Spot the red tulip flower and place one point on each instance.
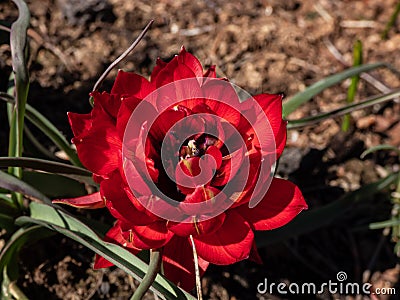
(185, 154)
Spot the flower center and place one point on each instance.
(196, 147)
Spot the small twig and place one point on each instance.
(196, 270)
(391, 22)
(152, 271)
(358, 24)
(322, 12)
(122, 56)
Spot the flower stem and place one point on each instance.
(196, 270)
(152, 271)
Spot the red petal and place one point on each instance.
(211, 200)
(80, 123)
(91, 201)
(211, 72)
(216, 156)
(100, 262)
(159, 66)
(254, 256)
(192, 172)
(229, 167)
(272, 106)
(132, 85)
(179, 265)
(222, 99)
(100, 149)
(128, 106)
(281, 204)
(154, 235)
(114, 235)
(164, 122)
(110, 103)
(231, 243)
(118, 203)
(192, 227)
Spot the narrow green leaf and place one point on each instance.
(18, 44)
(6, 222)
(378, 148)
(32, 145)
(384, 224)
(43, 165)
(41, 122)
(52, 132)
(53, 185)
(292, 124)
(60, 221)
(14, 184)
(313, 219)
(5, 283)
(22, 237)
(293, 103)
(352, 90)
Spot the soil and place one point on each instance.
(263, 46)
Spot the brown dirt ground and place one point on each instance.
(263, 46)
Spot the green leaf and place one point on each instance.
(18, 44)
(293, 103)
(41, 122)
(53, 185)
(7, 222)
(43, 165)
(316, 218)
(60, 221)
(14, 184)
(384, 224)
(352, 90)
(22, 237)
(52, 132)
(378, 148)
(292, 124)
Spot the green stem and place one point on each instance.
(196, 269)
(292, 124)
(152, 271)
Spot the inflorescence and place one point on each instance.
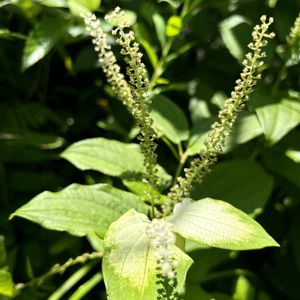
(215, 142)
(134, 93)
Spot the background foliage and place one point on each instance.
(53, 94)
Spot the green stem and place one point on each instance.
(170, 146)
(160, 65)
(278, 80)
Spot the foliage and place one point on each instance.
(57, 106)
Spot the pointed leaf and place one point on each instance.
(218, 224)
(129, 262)
(169, 119)
(6, 284)
(110, 157)
(242, 183)
(80, 209)
(42, 39)
(278, 119)
(235, 31)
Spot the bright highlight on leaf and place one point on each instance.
(218, 224)
(130, 262)
(80, 210)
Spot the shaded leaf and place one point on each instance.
(246, 128)
(111, 157)
(294, 155)
(129, 264)
(160, 28)
(78, 7)
(92, 207)
(107, 156)
(6, 283)
(42, 39)
(2, 251)
(169, 119)
(235, 32)
(218, 224)
(243, 183)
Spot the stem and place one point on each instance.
(182, 161)
(160, 65)
(171, 147)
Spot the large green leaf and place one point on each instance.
(6, 283)
(278, 119)
(130, 262)
(169, 119)
(160, 28)
(243, 183)
(42, 38)
(218, 224)
(235, 32)
(110, 157)
(80, 210)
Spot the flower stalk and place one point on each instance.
(215, 142)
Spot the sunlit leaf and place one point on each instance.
(218, 224)
(174, 26)
(129, 264)
(78, 7)
(278, 119)
(111, 157)
(91, 207)
(169, 119)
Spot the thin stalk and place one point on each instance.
(171, 147)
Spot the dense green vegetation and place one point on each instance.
(54, 94)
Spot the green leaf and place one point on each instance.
(235, 32)
(244, 290)
(243, 183)
(129, 261)
(111, 157)
(86, 287)
(169, 119)
(245, 129)
(80, 210)
(7, 34)
(218, 224)
(278, 119)
(160, 28)
(42, 39)
(198, 135)
(293, 155)
(6, 283)
(2, 251)
(174, 26)
(78, 7)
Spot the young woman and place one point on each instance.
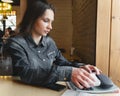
(35, 57)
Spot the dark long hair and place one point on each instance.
(32, 13)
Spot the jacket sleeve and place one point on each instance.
(31, 75)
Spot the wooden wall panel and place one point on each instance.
(62, 26)
(115, 43)
(84, 29)
(103, 35)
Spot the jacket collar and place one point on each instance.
(33, 44)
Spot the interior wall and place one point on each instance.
(84, 25)
(62, 26)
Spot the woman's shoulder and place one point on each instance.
(49, 39)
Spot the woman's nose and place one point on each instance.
(50, 26)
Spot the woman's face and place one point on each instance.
(43, 24)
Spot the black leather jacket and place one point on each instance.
(38, 64)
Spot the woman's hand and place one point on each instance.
(81, 76)
(91, 68)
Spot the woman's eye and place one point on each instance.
(46, 20)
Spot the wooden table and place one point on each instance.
(9, 87)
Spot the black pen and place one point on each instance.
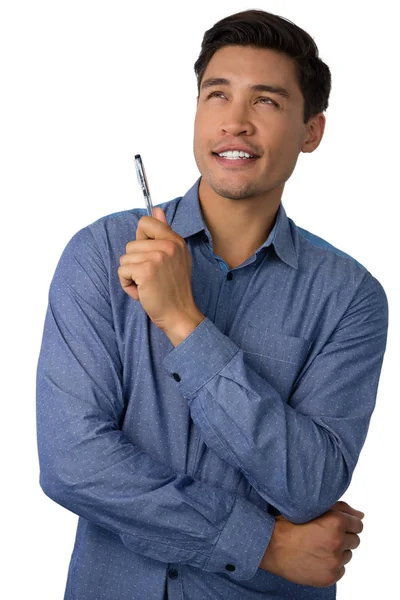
(142, 179)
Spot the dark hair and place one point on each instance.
(265, 30)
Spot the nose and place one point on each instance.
(236, 120)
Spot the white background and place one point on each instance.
(85, 86)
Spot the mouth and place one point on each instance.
(235, 160)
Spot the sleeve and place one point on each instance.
(299, 454)
(90, 467)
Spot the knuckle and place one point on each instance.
(335, 543)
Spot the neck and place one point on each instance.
(238, 227)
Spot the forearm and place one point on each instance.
(299, 453)
(91, 468)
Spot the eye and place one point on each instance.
(215, 94)
(269, 100)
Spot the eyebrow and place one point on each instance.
(259, 87)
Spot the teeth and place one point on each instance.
(234, 154)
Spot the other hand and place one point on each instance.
(314, 553)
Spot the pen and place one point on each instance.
(142, 179)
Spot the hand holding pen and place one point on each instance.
(157, 271)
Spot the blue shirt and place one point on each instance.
(177, 460)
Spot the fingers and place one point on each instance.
(149, 245)
(351, 541)
(347, 556)
(352, 524)
(346, 508)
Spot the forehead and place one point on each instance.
(246, 65)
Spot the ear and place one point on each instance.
(315, 131)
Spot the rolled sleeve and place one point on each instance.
(243, 541)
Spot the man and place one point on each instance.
(205, 389)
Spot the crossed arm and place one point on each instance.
(91, 468)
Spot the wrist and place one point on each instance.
(270, 560)
(183, 326)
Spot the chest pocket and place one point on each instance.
(276, 357)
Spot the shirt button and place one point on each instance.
(172, 573)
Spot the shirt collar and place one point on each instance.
(188, 220)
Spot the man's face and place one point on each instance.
(235, 114)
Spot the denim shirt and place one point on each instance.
(177, 459)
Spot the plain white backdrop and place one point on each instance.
(85, 85)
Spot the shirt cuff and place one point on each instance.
(200, 357)
(242, 542)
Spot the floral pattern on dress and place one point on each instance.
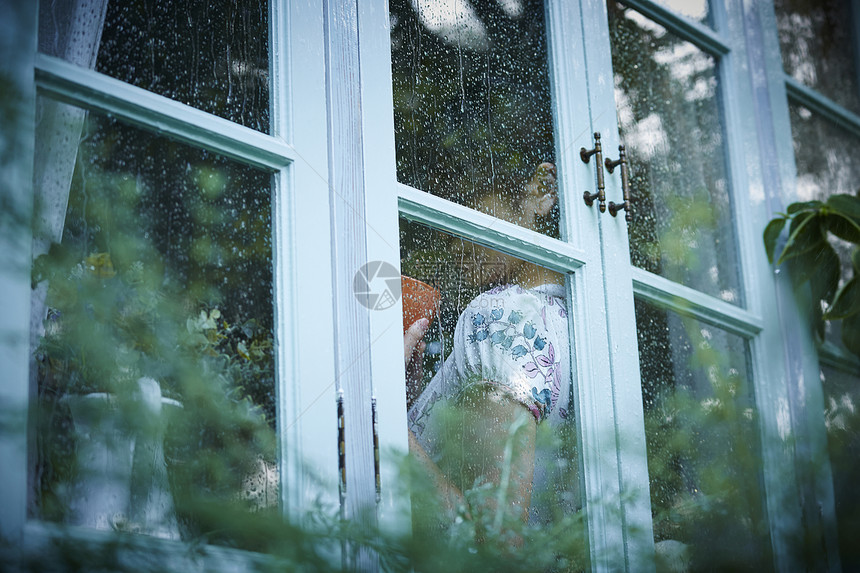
(513, 338)
(521, 339)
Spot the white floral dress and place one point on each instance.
(519, 340)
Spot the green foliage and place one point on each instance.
(814, 227)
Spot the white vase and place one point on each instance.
(121, 483)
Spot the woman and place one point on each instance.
(507, 376)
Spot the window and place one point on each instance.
(818, 74)
(168, 164)
(687, 270)
(260, 157)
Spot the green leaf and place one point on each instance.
(771, 235)
(806, 206)
(804, 236)
(846, 302)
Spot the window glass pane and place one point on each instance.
(696, 10)
(497, 354)
(666, 92)
(156, 368)
(701, 432)
(842, 419)
(819, 48)
(472, 113)
(211, 55)
(824, 170)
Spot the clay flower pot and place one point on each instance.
(420, 300)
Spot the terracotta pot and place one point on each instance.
(420, 300)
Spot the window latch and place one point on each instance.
(585, 155)
(626, 206)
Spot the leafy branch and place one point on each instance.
(813, 228)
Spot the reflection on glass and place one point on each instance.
(211, 55)
(842, 420)
(497, 355)
(818, 47)
(667, 98)
(472, 113)
(156, 368)
(700, 425)
(696, 10)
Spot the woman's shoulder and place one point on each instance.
(514, 304)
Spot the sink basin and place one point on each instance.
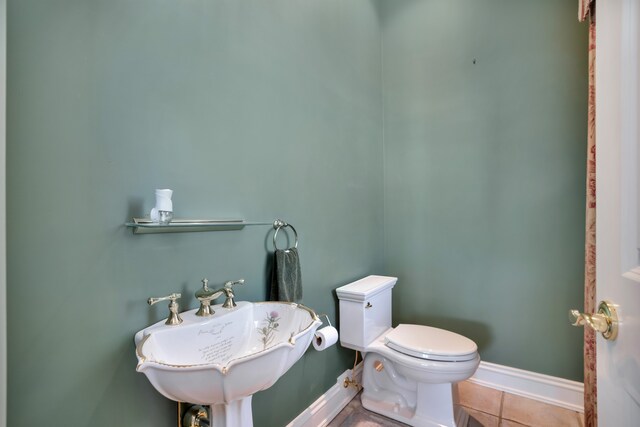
(222, 360)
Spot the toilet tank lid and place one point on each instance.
(365, 288)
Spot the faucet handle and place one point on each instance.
(174, 317)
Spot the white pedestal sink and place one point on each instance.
(222, 360)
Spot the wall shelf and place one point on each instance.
(146, 226)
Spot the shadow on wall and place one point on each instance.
(480, 333)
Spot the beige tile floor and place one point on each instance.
(486, 406)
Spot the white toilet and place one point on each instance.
(408, 370)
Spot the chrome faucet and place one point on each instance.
(228, 291)
(174, 318)
(205, 296)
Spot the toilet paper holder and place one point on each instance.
(327, 317)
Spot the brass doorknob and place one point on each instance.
(604, 321)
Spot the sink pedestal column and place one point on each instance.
(234, 414)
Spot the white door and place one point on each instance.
(618, 207)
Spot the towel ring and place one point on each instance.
(278, 224)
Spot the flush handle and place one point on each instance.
(604, 321)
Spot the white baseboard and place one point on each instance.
(544, 388)
(327, 406)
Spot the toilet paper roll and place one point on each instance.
(325, 337)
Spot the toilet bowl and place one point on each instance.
(408, 370)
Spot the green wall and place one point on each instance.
(250, 109)
(484, 173)
(262, 110)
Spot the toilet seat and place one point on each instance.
(426, 342)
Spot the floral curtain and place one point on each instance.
(586, 10)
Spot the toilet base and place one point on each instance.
(390, 393)
(454, 416)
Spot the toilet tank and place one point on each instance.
(365, 310)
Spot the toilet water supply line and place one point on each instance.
(352, 381)
(347, 381)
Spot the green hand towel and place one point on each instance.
(286, 277)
----
Every line from the one containing "Spot the shadow" through the last line of the entries above must be output exactly. Leave the rest out.

» Solution for this task:
Spot the shadow on wall and place one point on each instance.
(480, 333)
Spot the beige tile floor and place one point on each instance.
(486, 406)
Spot the white toilet and place one point on each instance.
(408, 370)
Spot the chrome faucet and place one point on each instance.
(228, 291)
(174, 318)
(205, 296)
Spot the toilet paper holder and place one point on each instance.
(327, 317)
Spot the brass doorknob and place one point on each instance.
(604, 321)
Spot the sink pedestal column and place one point on each instance.
(234, 414)
Spot the white door and place one point on each instance.
(618, 207)
Spot the towel ring and place one point on each instance.
(278, 224)
Spot the flush handle and place one point on each instance.
(604, 321)
Spot the white baseboard and place one point on each instance.
(544, 388)
(327, 406)
Spot the toilet paper roll and place one point on each instance.
(325, 337)
Spot the toilet bowl and place one point on each instance.
(408, 370)
Spot the green wall and place one point on each instance.
(250, 109)
(484, 173)
(262, 110)
Spot the toilet seat and place one point on each instance.
(426, 342)
Spot the floral curtain and place one point on each instance.
(586, 10)
Spot the toilet base and place one point on each instance.
(390, 393)
(454, 416)
Spot the toilet tank and place one point on each instance.
(365, 310)
Spot the toilet water supply line and place one point on each instance.
(352, 381)
(347, 381)
Spot the green hand towel and place one point on each instance.
(286, 277)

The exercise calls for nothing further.